**Task brief**
Your response should consist of the records, reproduced exactly.

**Records for this task**
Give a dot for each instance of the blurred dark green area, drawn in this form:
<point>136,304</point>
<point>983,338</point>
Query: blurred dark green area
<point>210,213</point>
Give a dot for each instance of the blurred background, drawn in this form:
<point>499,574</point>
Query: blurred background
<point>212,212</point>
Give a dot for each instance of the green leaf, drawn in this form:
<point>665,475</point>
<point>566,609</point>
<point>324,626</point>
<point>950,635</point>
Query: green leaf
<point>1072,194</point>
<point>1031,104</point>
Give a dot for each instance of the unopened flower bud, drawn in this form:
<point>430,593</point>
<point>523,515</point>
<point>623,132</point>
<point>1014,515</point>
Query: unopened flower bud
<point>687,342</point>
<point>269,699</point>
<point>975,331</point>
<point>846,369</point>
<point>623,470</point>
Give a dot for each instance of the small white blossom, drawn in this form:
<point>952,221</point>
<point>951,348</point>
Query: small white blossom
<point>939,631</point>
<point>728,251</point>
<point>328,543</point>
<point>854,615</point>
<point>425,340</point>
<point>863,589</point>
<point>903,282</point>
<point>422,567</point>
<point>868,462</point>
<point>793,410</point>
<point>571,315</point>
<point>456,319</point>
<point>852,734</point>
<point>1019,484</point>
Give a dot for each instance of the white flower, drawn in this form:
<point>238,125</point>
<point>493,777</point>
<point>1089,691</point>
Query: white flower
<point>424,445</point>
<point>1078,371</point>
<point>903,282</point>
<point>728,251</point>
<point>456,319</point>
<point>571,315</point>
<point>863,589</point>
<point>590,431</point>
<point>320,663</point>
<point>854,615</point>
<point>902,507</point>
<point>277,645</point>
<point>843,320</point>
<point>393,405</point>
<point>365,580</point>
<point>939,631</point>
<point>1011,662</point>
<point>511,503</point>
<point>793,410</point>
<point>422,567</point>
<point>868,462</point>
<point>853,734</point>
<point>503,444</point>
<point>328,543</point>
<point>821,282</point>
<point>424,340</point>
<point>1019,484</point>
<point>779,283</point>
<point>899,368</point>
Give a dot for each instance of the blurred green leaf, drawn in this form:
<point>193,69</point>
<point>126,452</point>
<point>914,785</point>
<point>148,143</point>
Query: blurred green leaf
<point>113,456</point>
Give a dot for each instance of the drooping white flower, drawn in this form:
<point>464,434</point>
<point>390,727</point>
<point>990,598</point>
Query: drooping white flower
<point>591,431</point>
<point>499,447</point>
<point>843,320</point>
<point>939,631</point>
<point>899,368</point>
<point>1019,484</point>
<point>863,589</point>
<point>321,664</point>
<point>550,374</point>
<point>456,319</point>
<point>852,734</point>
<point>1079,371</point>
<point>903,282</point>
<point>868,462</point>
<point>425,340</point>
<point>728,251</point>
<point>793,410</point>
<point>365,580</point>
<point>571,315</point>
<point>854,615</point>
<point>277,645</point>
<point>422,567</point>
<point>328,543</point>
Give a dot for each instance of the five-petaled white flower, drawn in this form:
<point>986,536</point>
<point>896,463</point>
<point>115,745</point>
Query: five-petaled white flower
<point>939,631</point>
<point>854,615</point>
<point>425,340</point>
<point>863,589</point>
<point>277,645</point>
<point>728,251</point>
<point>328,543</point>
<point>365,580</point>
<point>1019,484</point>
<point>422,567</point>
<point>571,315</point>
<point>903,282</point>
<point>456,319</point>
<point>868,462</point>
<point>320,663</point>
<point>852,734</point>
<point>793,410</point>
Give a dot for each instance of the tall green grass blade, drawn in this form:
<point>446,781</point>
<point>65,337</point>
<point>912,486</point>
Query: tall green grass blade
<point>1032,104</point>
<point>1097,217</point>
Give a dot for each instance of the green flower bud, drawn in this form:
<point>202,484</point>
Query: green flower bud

**Result of this task**
Give a dot for each instance of the blurred dark green area, drawn in this form:
<point>136,304</point>
<point>983,338</point>
Query: blurred dark green area
<point>210,213</point>
Give a dot for each instance of the blurred background, drawn in this form:
<point>499,574</point>
Query: blurred background
<point>212,212</point>
Give a dot for each instance of the green leaf, drawn in this form:
<point>665,475</point>
<point>566,609</point>
<point>324,626</point>
<point>950,635</point>
Query: green leaf
<point>1072,194</point>
<point>1031,104</point>
Give a dot for each instance of the unopened flower bud, drawn in this form:
<point>430,593</point>
<point>523,515</point>
<point>623,132</point>
<point>1014,515</point>
Query: unopened flower bud
<point>687,342</point>
<point>269,699</point>
<point>975,331</point>
<point>846,369</point>
<point>623,470</point>
Give a dot for each instance of the small white blossom, drawn in this form:
<point>952,221</point>
<point>951,348</point>
Query: small white blossom
<point>939,631</point>
<point>728,251</point>
<point>328,543</point>
<point>854,615</point>
<point>425,340</point>
<point>863,589</point>
<point>903,282</point>
<point>422,567</point>
<point>868,462</point>
<point>793,410</point>
<point>571,315</point>
<point>456,319</point>
<point>852,734</point>
<point>1019,484</point>
Give a dot for each instance of the white flower, drawn in this form:
<point>238,125</point>
<point>493,777</point>
<point>1089,691</point>
Query: white flower
<point>424,445</point>
<point>1078,371</point>
<point>903,282</point>
<point>728,251</point>
<point>456,319</point>
<point>571,315</point>
<point>863,589</point>
<point>590,431</point>
<point>320,663</point>
<point>854,615</point>
<point>902,507</point>
<point>277,645</point>
<point>843,320</point>
<point>393,405</point>
<point>365,580</point>
<point>939,631</point>
<point>1011,662</point>
<point>511,503</point>
<point>793,410</point>
<point>422,567</point>
<point>868,462</point>
<point>853,734</point>
<point>503,444</point>
<point>328,543</point>
<point>821,282</point>
<point>424,340</point>
<point>1019,484</point>
<point>779,283</point>
<point>899,368</point>
Give a dot for each instance of the blurred green leaf, drawn in this form:
<point>193,69</point>
<point>126,452</point>
<point>914,785</point>
<point>148,143</point>
Query: blurred green leaf
<point>113,456</point>
Give a dot for each instance of the drooping white flower, drawn in this form:
<point>464,434</point>
<point>390,727</point>
<point>990,598</point>
Query: drooping white flower
<point>591,431</point>
<point>499,447</point>
<point>843,320</point>
<point>939,631</point>
<point>899,368</point>
<point>1019,484</point>
<point>863,589</point>
<point>321,664</point>
<point>550,374</point>
<point>456,319</point>
<point>852,734</point>
<point>1079,371</point>
<point>903,282</point>
<point>868,462</point>
<point>425,340</point>
<point>728,251</point>
<point>793,410</point>
<point>365,580</point>
<point>571,315</point>
<point>854,615</point>
<point>277,645</point>
<point>422,567</point>
<point>328,543</point>
Give a dot for each instance of the five-petaled white flower, drawn in this form:
<point>986,536</point>
<point>896,463</point>
<point>115,745</point>
Query: five-petaled white flower
<point>939,631</point>
<point>854,615</point>
<point>425,340</point>
<point>863,589</point>
<point>277,645</point>
<point>728,251</point>
<point>328,543</point>
<point>365,580</point>
<point>1019,484</point>
<point>422,567</point>
<point>571,315</point>
<point>903,282</point>
<point>456,319</point>
<point>868,462</point>
<point>320,663</point>
<point>852,734</point>
<point>793,410</point>
Give a dot for each instance of the tall green grass blade, drawn in this form:
<point>446,781</point>
<point>65,337</point>
<point>912,486</point>
Query: tall green grass blade
<point>1032,104</point>
<point>1097,217</point>
Give a dot for each instance of the green flower bud, drawn in this form:
<point>202,484</point>
Query: green flower bud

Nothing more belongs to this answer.